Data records
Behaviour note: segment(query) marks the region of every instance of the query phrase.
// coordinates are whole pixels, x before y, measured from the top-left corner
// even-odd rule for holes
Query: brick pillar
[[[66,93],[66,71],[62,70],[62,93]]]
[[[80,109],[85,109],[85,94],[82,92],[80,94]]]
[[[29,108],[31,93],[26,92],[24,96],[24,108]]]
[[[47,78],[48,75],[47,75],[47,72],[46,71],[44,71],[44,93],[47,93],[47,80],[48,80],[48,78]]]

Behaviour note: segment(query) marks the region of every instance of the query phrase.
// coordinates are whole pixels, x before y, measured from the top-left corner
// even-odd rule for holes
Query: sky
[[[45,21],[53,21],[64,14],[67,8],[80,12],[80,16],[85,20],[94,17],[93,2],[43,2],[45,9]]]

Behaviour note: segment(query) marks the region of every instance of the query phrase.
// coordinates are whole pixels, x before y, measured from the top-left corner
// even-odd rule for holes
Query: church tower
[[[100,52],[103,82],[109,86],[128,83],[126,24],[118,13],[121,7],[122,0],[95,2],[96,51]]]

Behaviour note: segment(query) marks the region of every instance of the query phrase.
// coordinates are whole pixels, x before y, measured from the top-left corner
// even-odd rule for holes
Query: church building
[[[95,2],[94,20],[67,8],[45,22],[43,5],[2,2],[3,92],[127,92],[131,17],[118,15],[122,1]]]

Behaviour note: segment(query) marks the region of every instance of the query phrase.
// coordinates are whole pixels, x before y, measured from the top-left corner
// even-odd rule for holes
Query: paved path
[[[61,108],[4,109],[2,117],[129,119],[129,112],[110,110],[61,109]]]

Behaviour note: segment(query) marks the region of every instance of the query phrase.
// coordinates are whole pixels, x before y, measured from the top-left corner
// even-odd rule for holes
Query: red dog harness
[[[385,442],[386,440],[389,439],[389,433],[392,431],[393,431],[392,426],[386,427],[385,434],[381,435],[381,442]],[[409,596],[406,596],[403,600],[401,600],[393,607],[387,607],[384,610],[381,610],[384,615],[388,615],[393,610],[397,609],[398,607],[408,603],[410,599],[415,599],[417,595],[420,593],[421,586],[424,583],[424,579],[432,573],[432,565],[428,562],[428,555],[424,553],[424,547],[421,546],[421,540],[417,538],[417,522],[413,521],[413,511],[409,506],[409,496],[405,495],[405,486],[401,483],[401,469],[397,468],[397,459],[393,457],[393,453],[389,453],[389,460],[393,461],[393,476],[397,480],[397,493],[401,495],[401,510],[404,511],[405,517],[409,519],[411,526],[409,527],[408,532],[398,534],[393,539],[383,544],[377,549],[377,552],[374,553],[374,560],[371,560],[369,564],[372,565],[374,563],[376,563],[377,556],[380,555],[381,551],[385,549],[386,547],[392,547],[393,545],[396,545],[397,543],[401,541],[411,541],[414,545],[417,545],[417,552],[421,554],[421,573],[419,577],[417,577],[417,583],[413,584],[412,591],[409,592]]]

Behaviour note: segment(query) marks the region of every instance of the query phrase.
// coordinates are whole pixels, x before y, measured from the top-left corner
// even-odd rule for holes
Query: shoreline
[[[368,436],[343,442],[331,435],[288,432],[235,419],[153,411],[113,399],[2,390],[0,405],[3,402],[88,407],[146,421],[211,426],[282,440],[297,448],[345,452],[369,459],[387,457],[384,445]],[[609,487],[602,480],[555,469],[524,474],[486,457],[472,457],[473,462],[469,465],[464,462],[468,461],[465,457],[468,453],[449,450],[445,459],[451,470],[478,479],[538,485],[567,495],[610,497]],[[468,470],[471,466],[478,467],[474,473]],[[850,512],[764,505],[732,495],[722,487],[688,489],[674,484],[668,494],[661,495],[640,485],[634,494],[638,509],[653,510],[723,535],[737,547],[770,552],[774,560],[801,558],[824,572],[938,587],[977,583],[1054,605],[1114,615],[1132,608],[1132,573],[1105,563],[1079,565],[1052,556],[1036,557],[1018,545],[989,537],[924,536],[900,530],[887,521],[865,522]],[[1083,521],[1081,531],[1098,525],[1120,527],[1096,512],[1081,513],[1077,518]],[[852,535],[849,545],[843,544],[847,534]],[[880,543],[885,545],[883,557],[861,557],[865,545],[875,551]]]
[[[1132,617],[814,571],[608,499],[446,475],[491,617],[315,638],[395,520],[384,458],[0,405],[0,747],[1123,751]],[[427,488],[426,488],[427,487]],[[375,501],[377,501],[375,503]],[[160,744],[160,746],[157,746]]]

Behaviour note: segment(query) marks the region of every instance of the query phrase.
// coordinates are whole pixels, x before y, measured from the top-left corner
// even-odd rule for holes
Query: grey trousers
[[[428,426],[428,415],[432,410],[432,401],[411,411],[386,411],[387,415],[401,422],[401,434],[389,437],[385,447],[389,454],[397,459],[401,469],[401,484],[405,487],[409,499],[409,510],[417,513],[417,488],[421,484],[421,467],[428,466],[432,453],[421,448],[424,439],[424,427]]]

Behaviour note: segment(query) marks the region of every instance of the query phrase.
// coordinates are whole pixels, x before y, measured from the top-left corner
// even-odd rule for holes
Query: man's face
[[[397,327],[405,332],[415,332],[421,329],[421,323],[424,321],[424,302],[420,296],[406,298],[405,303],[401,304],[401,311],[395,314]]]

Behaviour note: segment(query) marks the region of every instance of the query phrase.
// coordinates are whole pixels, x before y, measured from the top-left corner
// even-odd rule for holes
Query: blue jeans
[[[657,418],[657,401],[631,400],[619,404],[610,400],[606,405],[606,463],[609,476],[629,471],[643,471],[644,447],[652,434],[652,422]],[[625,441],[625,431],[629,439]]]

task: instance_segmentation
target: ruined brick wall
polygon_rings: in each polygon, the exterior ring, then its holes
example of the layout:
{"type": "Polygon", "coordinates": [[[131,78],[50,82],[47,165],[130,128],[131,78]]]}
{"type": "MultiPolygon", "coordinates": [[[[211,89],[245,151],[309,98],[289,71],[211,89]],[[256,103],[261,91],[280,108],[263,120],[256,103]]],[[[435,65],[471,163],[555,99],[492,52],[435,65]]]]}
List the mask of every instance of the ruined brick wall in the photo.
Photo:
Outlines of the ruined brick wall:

**SHORT TASK:**
Pick out every line of the material above that contains the word "church", and copy each such line in full.

**OUTPUT BELOW:**
Query: church tower
Query: church building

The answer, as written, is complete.